## Extract provided
┌──

Saturday, January 19, 2008

Might Could: A Question to Delurk (Maybe)

Today I pose a question to all of my readers: Is the expression "might could" grammatically correct?

For those of you in the Northeast, "might could" is a delightful Southernism that you hear quite a bit round these here parts. As in:

"I might could get that car fixed for you by Tuesday if the part comes in."


"I might could meet you at the movies tonight if mom lets me."

Marty & I debated the topic last night at a totally impromptu and completely delicious dinner at Willow Creek Inn (salad, ribeye, Mansour's special rice and the most divine little eggplant, tomato & smoked mozzarella stacks).

As I said, "might could" is an expression you only hear down here (well - I've only heard it down here). As for the grammatically correct part, we couldn't decide if it was

A) grammatically correct but just a bit awkward or

B) grammatically incorrect but nonetheless charming

I am of the belief that it's both slightly awkward grammatically but still a charming expression nonetheless.

└──

## Written problem A
Swap "table reflection" for "glass reflection" throughout the entry below and reproduce its lines with nothing else altered. Leave the picture out.
The blog post about "might could" has no connection to the entries that follow it.

## Data supplied
┌──

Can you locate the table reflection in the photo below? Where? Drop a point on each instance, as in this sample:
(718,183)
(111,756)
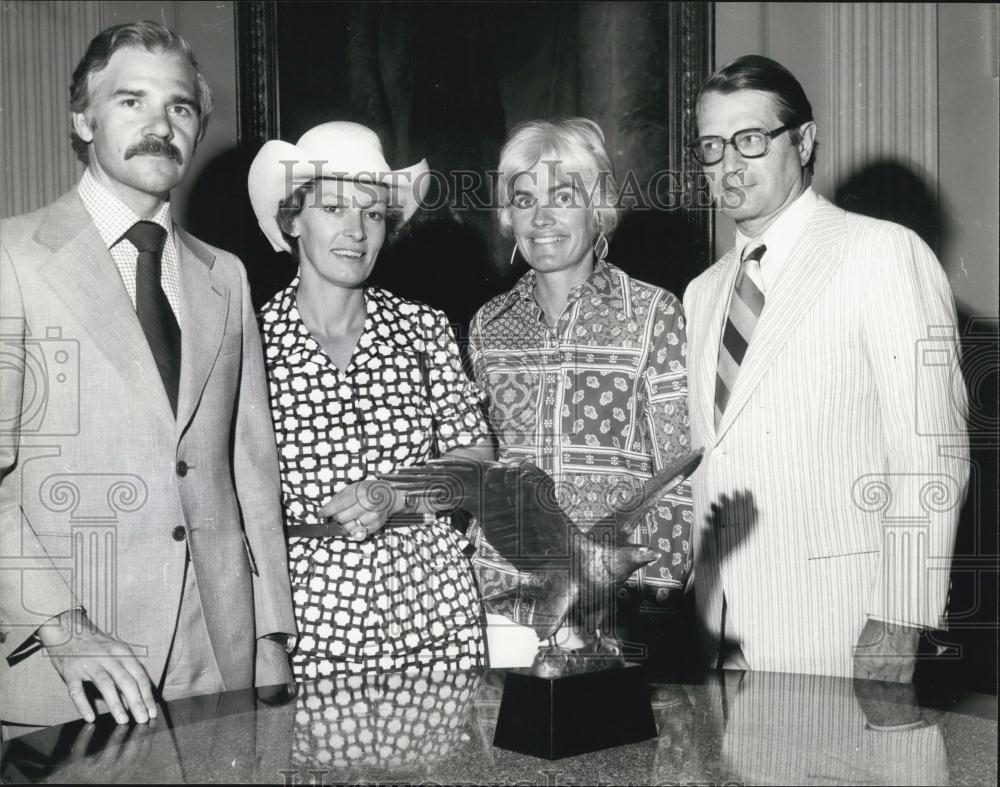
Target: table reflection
(438,727)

└──

## Written problem B
Output the stretch of the "might could" post above from "Saturday, January 19, 2008" through "smoked mozzarella stacks).", word for word.

## Task answer A
Can you locate the glass reflection in the photo below? Where? Drop a point on each instance, as in this sample:
(718,183)
(111,756)
Target: glass reflection
(438,727)

## Task answer B
Saturday, January 19, 2008

Might Could: A Question to Delurk (Maybe)

Today I pose a question to all of my readers: Is the expression "might could" grammatically correct?

For those of you in the Northeast, "might could" is a delightful Southernism that you hear quite a bit round these here parts. As in:

"I might could get that car fixed for you by Tuesday if the part comes in."


"I might could meet you at the movies tonight if mom lets me."

Marty & I debated the topic last night at a totally impromptu and completely delicious dinner at Willow Creek Inn (salad, ribeye, Mansour's special rice and the most divine little eggplant, tomato & smoked mozzarella stacks).